(Pointing records)
_ _ _ _ _

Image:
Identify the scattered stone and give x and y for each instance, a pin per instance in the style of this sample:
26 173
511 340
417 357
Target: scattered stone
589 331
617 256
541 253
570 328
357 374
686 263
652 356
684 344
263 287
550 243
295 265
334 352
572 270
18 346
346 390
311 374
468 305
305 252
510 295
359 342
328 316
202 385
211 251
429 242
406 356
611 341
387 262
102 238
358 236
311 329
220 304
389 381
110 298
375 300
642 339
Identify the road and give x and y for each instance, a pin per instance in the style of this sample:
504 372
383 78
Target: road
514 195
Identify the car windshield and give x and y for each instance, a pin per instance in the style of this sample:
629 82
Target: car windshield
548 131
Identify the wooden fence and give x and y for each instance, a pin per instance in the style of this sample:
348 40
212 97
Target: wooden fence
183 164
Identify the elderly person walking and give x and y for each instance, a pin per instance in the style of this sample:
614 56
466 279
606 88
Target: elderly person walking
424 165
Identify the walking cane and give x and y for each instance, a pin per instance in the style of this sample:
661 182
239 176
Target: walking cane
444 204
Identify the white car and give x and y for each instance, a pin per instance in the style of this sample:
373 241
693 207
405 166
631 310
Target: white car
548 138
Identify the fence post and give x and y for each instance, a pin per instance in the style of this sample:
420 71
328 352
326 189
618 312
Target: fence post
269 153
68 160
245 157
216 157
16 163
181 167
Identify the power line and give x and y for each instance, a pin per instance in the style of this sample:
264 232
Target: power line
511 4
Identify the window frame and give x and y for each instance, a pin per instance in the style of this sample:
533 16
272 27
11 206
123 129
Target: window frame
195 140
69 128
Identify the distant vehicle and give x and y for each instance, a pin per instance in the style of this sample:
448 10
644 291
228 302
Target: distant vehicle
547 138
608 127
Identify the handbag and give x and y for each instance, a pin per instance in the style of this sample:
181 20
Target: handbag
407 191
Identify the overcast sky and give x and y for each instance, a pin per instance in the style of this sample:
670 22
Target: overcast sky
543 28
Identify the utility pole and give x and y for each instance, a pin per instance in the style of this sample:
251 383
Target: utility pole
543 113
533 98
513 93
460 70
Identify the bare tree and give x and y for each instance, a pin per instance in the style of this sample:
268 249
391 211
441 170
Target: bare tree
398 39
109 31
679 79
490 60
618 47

_ _ _ _ _

▶ Aim: Rewrite everything in the records above from the line containing "Identify the power" down to the end of the records as a Markdown table with the columns Row and Line. Omit blank lines.

▶ The answer:
| Row | Line |
|---|---|
| 1 | Identify the power line and give x and y for each instance, a pin per instance in the style of this sample: |
| 2 | 264 232 |
| 3 | Target: power line |
| 4 | 511 4 |
| 5 | Identify the window frame and give x and y for each instance, a pin per instance in the style of this sample: |
| 6 | 533 16 |
| 7 | 272 27 |
| 8 | 11 206 |
| 9 | 123 129 |
| 10 | Target: window frame |
| 11 | 195 140 |
| 12 | 69 128 |
| 13 | Identify the distant vehicle and give x and y for each instance, a pin per instance in the style of this sample: |
| 14 | 448 10 |
| 15 | 644 291 |
| 16 | 228 302 |
| 17 | Target: distant vehicle |
| 18 | 547 138 |
| 19 | 608 127 |
| 20 | Identify the handbag and give x and y for each instance, a pin per instance in the style of this sample: |
| 21 | 181 20 |
| 22 | Target: handbag |
| 23 | 407 191 |
| 24 | Identify the overcast sky and give x and y for each instance, a pin per instance in the style of this sample: |
| 25 | 670 22 |
| 26 | Target: overcast sky |
| 27 | 543 28 |
| 28 | Identify the utility pole and give x and y for each instance, a pin per instance in the style of this sample: |
| 29 | 251 383 |
| 30 | Target: utility pole |
| 31 | 543 113 |
| 32 | 533 98 |
| 33 | 513 93 |
| 34 | 460 70 |
| 35 | Identify the bare tree and give x and y for each instance, a pin per instance in the style of this sample: |
| 36 | 268 249 |
| 37 | 391 211 |
| 38 | 441 170 |
| 39 | Target: bare tree |
| 40 | 398 39 |
| 41 | 109 31 |
| 42 | 679 79 |
| 43 | 490 60 |
| 44 | 618 47 |